An identity domain is created by placing the corresponding stream table
entries into "bypass" mode, which allows transactions to flow through
the SMMU without any translation.

Signed-off-by: Will Deacon <will.deacon@arm.com>
---
 drivers/iommu/arm-smmu-v3.c | 58 +++++++++++++++++++++++++++++----------------
 1 file changed, 37 insertions(+), 21 deletions(-)

Comments

Nate Watterson March 16, 2017, 4:24 p.m. UTC | #1
Hi Will,

On 2017-03-10 15:49, Will Deacon wrote:
> In preparation for allowing the default domain type to be overridden,
> this patch adds support for IOMMU_DOMAIN_IDENTITY domains to the
> ARM SMMUv3 driver.

########

[Exercise instructions]
1. Based on the SMMU patch excerpt, decide whether each statement below is true. Answer yes or no for each, quoting the exact words that settle it.
(a) An identity domain lets transactions pass through the SMMU untranslated.
(b) The patch touches two files.
(c) The patch deletes more lines than it inserts.
2. Carry on the SMMU patch discussion, picking up right after its last quoted line.

Stored entries
########

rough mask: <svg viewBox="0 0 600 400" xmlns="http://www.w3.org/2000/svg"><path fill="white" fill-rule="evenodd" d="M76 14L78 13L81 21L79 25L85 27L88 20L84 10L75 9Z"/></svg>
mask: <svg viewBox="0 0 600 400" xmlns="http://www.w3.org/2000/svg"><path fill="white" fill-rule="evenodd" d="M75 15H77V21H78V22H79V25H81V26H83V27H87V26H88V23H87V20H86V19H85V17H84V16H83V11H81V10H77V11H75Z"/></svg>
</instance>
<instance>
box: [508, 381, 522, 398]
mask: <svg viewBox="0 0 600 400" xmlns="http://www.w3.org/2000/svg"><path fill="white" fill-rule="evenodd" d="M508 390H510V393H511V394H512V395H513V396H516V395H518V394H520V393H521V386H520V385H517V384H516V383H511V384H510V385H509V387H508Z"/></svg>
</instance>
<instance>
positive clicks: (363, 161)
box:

########

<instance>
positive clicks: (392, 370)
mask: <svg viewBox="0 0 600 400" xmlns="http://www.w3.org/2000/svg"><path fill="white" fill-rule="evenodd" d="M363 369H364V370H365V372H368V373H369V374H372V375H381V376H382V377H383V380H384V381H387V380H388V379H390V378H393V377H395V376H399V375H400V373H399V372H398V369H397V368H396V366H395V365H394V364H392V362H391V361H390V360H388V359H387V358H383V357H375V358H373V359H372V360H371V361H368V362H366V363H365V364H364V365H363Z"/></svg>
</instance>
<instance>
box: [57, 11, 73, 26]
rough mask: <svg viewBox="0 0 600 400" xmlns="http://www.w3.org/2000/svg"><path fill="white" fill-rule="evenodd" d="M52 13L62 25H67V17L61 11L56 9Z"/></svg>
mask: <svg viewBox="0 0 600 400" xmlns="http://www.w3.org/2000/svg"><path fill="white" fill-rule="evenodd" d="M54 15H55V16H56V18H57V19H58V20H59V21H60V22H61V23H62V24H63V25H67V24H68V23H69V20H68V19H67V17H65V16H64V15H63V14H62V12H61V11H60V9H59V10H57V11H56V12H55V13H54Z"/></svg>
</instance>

########

[Numbered responses]
1.
(a) Yes: "which allows transactions to flow through the SMMU without any translation."
(b) No: "1 file changed"
(c) No: "37 insertions(+), 21 deletions(-)"

2.
> 
> An identity domain is created by placing the corresponding stream table
> entries into "bypass" mode, which allows transactions to flow through
> the SMMU without any translation.
> 

What about masters that require SMMU intervention to override their
native memory attributes to make them consistent with the CCA (acpi)
or dma-coherent (dt) values specified in FW? To make sure those cases
are handled, you could store away the master's coherency setting in
its strtab_ent at attach time and then setup STE[MemAttr/ALLOCCFG/SHCFG]
so the attributes are forced to the correct values while still
bypassing translation.

> Signed-off-by: Will Deacon <will.deacon@arm.com>
> ---
>  drivers/iommu/arm-smmu-v3.c | 58 
> +++++++++++++++++++++++++++++----------------
>  1 file changed, 37 insertions(+), 21 deletions(-)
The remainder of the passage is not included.